## Working data
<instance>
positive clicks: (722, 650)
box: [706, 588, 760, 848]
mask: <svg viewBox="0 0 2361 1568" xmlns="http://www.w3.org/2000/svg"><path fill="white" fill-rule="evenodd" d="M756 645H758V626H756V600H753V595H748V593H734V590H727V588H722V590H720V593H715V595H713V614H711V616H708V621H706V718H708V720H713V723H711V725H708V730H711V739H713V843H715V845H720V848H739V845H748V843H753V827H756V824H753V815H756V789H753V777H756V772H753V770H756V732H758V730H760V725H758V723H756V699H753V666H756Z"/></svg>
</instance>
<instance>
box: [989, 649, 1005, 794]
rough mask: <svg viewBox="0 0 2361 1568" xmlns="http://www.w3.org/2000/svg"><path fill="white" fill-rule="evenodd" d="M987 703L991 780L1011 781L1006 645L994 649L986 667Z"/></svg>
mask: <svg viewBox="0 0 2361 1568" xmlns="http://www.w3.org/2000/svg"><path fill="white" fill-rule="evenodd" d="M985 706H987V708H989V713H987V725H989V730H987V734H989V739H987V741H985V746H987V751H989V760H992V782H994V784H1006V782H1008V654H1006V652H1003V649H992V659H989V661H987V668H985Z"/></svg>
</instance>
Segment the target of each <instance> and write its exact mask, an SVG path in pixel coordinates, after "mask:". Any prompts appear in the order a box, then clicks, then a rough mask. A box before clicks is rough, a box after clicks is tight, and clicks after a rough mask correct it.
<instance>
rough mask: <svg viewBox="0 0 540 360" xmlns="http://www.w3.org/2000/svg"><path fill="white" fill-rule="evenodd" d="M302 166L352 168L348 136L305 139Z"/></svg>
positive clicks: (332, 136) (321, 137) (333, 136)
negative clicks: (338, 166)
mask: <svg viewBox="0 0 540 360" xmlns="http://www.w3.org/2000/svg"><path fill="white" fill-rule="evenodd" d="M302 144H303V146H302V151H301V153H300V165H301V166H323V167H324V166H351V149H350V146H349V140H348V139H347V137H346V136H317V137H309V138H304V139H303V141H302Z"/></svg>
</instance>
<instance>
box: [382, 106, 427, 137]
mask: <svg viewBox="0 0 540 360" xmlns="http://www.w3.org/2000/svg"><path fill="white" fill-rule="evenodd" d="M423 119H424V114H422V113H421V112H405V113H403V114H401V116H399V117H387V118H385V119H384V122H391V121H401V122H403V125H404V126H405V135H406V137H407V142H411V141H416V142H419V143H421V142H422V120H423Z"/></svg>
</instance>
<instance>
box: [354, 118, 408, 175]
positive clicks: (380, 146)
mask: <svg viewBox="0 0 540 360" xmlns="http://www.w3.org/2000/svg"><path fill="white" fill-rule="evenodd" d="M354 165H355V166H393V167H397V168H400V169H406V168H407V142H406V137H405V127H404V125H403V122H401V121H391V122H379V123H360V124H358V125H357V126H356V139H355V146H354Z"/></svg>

## Task to complete
Each line from the one that holds "negative clicks: (338, 166)" to the end of the records above should be transcribed exactly, both ends included.

## Solution for this task
negative clicks: (338, 166)
mask: <svg viewBox="0 0 540 360" xmlns="http://www.w3.org/2000/svg"><path fill="white" fill-rule="evenodd" d="M302 144H303V146H302V151H301V153H300V165H301V166H323V167H324V166H351V149H350V146H349V140H348V139H347V137H346V136H317V137H309V138H304V139H303V141H302Z"/></svg>
</instance>
<instance>
box: [382, 106, 427, 137]
mask: <svg viewBox="0 0 540 360" xmlns="http://www.w3.org/2000/svg"><path fill="white" fill-rule="evenodd" d="M423 119H424V114H422V113H421V112H405V113H403V114H401V116H399V117H387V118H385V119H384V122H391V121H401V122H403V125H404V126H405V135H406V137H407V142H411V141H416V142H419V143H421V142H422V120H423Z"/></svg>
</instance>
<instance>
box: [354, 118, 408, 175]
positive clicks: (380, 146)
mask: <svg viewBox="0 0 540 360" xmlns="http://www.w3.org/2000/svg"><path fill="white" fill-rule="evenodd" d="M354 165H355V166H393V167H397V168H400V169H406V168H407V142H406V137H405V127H404V125H403V122H401V121H391V122H379V123H360V124H358V125H357V126H356V139H355V146H354Z"/></svg>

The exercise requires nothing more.